--- Ziel 1 ---
Kannst du im Forenthread alles von „## GeRrItK. (13.“ bis hinunter zu „du denn vorliegen?“ neu schreiben und dabei „Objekt“ durch „Fahrzeug“ ersetzen?
--- Ziel 2 ---
Kannst du im Forenthread den Absatz, der mit „Die Kollision zu erkennen“ beginnt, knapper fassen, ohne seine wichtigsten Aussagen zu verlieren?

--- Quelle ---
·····
Wie ist das möglich? Ich danke schonmal für eure Mühe.

Gruß,
Gerrit


----------



## pro2 (13. Dez 2011)

http://www.ralf-bauer.org/java/tutorial/Tutorial.zip

Such mal da nach Kollisionserkennung im Tutorial!


----------



## GeRrItK. (13. Dez 2011)

Die Kollision zu erkennen ist nicht das Problem... Auf einer gerade eine Kollision zu erkennen ist ebenfalls kein Problem. Wenn das Objekt aber schräg fährt so hab ich ein Problem. Woher weiß ich wo X + 10 ist. Muss ja irgendwie berechenbar sein.


----------



## Legion (13. Dez 2011)

du brauchst informationen über die "map" bzw die strecke, die dein fahrzeug fahren kann. sonst geht das nicht...
es wäre gut wenn du ein paar mehr details erklären könntest. was genau hast du denn vorliegen?
·····
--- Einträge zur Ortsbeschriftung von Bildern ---
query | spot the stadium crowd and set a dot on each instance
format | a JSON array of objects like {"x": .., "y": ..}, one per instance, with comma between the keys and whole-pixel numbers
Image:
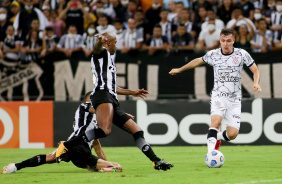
[{"x": 31, "y": 29}]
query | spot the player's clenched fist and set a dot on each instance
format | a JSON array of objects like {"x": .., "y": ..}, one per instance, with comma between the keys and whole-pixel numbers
[
  {"x": 174, "y": 71},
  {"x": 101, "y": 38}
]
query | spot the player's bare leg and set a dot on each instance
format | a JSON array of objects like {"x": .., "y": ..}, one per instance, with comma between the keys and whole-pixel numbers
[
  {"x": 31, "y": 162},
  {"x": 104, "y": 114},
  {"x": 212, "y": 141},
  {"x": 141, "y": 143},
  {"x": 104, "y": 166}
]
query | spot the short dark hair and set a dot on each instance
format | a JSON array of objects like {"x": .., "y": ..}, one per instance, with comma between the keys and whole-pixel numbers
[
  {"x": 157, "y": 26},
  {"x": 227, "y": 31},
  {"x": 118, "y": 20},
  {"x": 86, "y": 95}
]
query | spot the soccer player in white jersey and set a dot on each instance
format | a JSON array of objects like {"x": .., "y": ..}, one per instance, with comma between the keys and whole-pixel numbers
[{"x": 227, "y": 63}]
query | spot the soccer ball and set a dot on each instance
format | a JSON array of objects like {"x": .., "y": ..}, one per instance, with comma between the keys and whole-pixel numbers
[{"x": 214, "y": 159}]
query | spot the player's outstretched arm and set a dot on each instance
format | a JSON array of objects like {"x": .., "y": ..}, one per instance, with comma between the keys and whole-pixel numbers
[
  {"x": 192, "y": 64},
  {"x": 255, "y": 70},
  {"x": 142, "y": 93},
  {"x": 98, "y": 48}
]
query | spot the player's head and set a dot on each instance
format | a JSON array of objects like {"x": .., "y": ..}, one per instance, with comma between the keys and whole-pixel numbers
[
  {"x": 111, "y": 43},
  {"x": 227, "y": 39},
  {"x": 157, "y": 31},
  {"x": 87, "y": 96}
]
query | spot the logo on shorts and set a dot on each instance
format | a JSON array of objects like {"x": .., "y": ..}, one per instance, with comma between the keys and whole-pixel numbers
[
  {"x": 217, "y": 103},
  {"x": 236, "y": 116},
  {"x": 145, "y": 148},
  {"x": 235, "y": 60}
]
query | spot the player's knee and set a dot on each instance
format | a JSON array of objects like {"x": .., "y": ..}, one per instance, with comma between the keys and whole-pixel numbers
[
  {"x": 107, "y": 131},
  {"x": 232, "y": 135}
]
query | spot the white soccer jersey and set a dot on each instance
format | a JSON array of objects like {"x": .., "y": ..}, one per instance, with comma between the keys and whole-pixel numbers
[
  {"x": 227, "y": 71},
  {"x": 104, "y": 72}
]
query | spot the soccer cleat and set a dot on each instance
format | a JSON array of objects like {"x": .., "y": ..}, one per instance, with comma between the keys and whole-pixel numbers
[
  {"x": 11, "y": 168},
  {"x": 217, "y": 145},
  {"x": 60, "y": 151},
  {"x": 162, "y": 165},
  {"x": 110, "y": 169}
]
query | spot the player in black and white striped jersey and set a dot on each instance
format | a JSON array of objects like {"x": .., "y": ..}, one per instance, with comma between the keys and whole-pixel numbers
[
  {"x": 81, "y": 155},
  {"x": 105, "y": 102}
]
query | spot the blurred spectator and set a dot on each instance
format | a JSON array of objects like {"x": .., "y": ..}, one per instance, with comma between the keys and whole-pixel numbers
[
  {"x": 276, "y": 19},
  {"x": 153, "y": 15},
  {"x": 269, "y": 10},
  {"x": 119, "y": 8},
  {"x": 31, "y": 48},
  {"x": 167, "y": 27},
  {"x": 247, "y": 8},
  {"x": 167, "y": 2},
  {"x": 75, "y": 14},
  {"x": 141, "y": 23},
  {"x": 36, "y": 26},
  {"x": 156, "y": 42},
  {"x": 219, "y": 24},
  {"x": 172, "y": 10},
  {"x": 104, "y": 26},
  {"x": 238, "y": 19},
  {"x": 225, "y": 10},
  {"x": 49, "y": 41},
  {"x": 4, "y": 23},
  {"x": 15, "y": 8},
  {"x": 278, "y": 42},
  {"x": 147, "y": 4},
  {"x": 10, "y": 46},
  {"x": 131, "y": 10},
  {"x": 57, "y": 25},
  {"x": 179, "y": 6},
  {"x": 257, "y": 14},
  {"x": 190, "y": 26},
  {"x": 243, "y": 37},
  {"x": 53, "y": 4},
  {"x": 209, "y": 37},
  {"x": 23, "y": 19},
  {"x": 71, "y": 42},
  {"x": 132, "y": 39},
  {"x": 202, "y": 17},
  {"x": 260, "y": 4},
  {"x": 92, "y": 17},
  {"x": 46, "y": 11},
  {"x": 118, "y": 24},
  {"x": 89, "y": 40},
  {"x": 262, "y": 41},
  {"x": 196, "y": 6},
  {"x": 182, "y": 40},
  {"x": 103, "y": 9}
]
·····
--- Vollständige Antwort 1 ---
## GeRrItK. (13. Dez 2011)

Die Kollision zu erkennen ist nicht das Problem... Auf einer gerade eine Kollision zu erkennen ist ebenfalls kein Problem. Wenn das Fahrzeug aber schräg fährt so hab ich ein Problem. Woher weiß ich wo X + 10 ist. Muss ja irgendwie berechenbar sein.


----------



## Legion (13. Dez 2011)

du brauchst informationen über die "map" bzw die strecke, die dein fahrzeug fahren kann. sonst geht das nicht...
es wäre gut wenn du ein paar mehr details erklären könntest. was genau hast du denn vorliegen?

--- Vollständige Antwort 2 ---
Eine Kollision zu erkennen ist kein Problem, auch nicht auf gerader Strecke. Schwierig wird es erst, wenn das Objekt schräg fährt. Dann ist unklar, wo X + 10 liegt, obwohl sich das irgendwie berechnen lassen müsste.